** BEGIN Excerpt provided **
I don’t know either way but DDG led me here [1]

> The largest automobile manufacturing facility in the world for Toyota, Toyota Motor Manufacturing, Kentucky, Inc. (TMMK) is able to produce 550,000 vehicles and more than 600,000 engines per year. Two years after breaking ground in Georgetown, Kentucky,

> Where are the majority of Toyotas produced?

> The majority of Toyota vehicles you see on the road are made in your own country.

This does read like marketing material from Toyota itself so I don’t know if it’s the most trustworthy. So I look at [2]. Toyota makes 8.1M cars globally.

> the assembly of Toyota vehicles in North America came to around 1.75 million units.

So nearly 20% of worldwide production is assembled in the US. 2.3M cars are sold in the US [3]. So doesn’t seem unreasonable to say that the vast majority of Toyota cars are assembled in the US. It wouldn’t surprise me if that’s more broadly true for other Japanese manufacturers.

Do you have a better explanation of your viewpoint?

[1] https://gearshifters.org/toyota/where-does-toyota-manufactur...

[2] https://www.statista.com/statistics/267272/worldwide-vehicle...

[3] https://www.best-selling-cars.com/brands/2021-full-year-glob...
** END Excerpt provided **
** BEGIN Items **
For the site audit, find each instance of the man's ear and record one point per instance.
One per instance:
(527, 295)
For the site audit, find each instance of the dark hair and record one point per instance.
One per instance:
** END Items **
:: Objectives ::
**a.** Edit the Toyota production comment between "I don’t know either" and "of Toyotas produced?", inclusive, replacing "engines" with "transmissions", and give that portion again.
**b.** Carry on writing the comment about where Toyota vehicles are manufactured, picking up from the point at which it stops.

:: Outputs for the tasks ::
**a.**
I don’t know either way but DDG led me here [1]

> The largest automobile manufacturing facility in the world for Toyota, Toyota Motor Manufacturing, Kentucky, Inc. (TMMK) is able to produce 550,000 vehicles and more than 600,000 transmissions per year. Two years after breaking ground in Georgetown, Kentucky,

> Where are the majority of Toyotas produced?

**b.**
Same for Honda. What's fascinating is the fact that Ford's manufacturing is less American than Honda, thanks to NAFTA but far be it to think a good ole fashioned American company like Ford would ever act like a corporation that's in it for the money, and move manufacturing out of the US.

The chickens came home to roost though, when the SEC declared a $196 million penalty in 2020 in import fines for the Ford Transit Connect, which was imported with a back seat, so it was considered a passenger vehicle for import tax reasons. Upon recieving the vans in the US, Ford removed the seats, turning it into a work van, and avoiding the import tax on work vans, something like 22%. Regardless of if it was clever of Ford or dishonest, the real point of my bringing up this story is those vans were made in Turkey.

https://www.freep.com/story/money/cars/ford/2021/06/03/ford-...


Much of this has to do with tariffs and point of final manufacturing can be key - so the question becomes if the car is shipped as a almost complete product and finalized or if it is sent as parts or if it built from local components. “Made in America” is not a simple question or answer.


The marketing trick here is 'assembled'.

Nothing major is manufactured here.


At my previous job, I made the robots that Toyota, Suzuki, etc use in their manufacturing lines and directly installed them inside their factories. My experience is, for the most part, first hand.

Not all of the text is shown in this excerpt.